Exercise description: Search the records for the string "provide", then copy each line that has it.

↓↓↓

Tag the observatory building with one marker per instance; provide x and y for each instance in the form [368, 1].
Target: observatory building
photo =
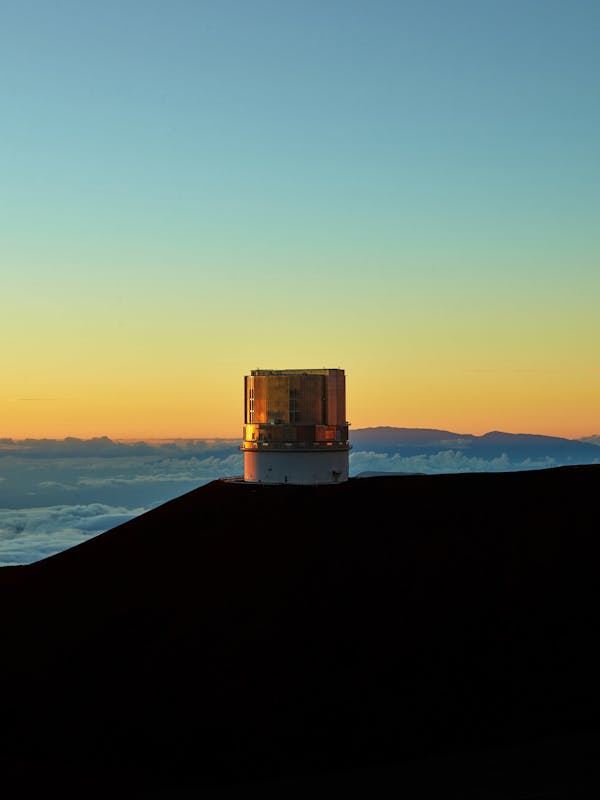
[295, 427]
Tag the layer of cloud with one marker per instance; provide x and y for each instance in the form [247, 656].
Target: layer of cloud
[438, 463]
[30, 534]
[55, 494]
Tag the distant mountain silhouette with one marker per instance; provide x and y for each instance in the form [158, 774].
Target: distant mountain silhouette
[517, 446]
[435, 632]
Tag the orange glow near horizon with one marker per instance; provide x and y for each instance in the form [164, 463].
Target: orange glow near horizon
[475, 406]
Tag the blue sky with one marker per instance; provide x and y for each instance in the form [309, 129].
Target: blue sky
[238, 184]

↑↑↑

Solution to this problem:
Tag the observatory building with one marker per instance; provide x and y for each instance in the form [368, 1].
Tag the layer of cloud with one marker per instance; provide x and y for each instance in the form [247, 656].
Tag the distant mountain silhouette with one marker per instance; provide x and y for each instance in the form [158, 774].
Tag the orange glow near horizon with one marker per instance; provide x and y for each instance in the form [164, 463].
Tag the blue sky with one marker per instance; provide x and y for each instance in the form [309, 129].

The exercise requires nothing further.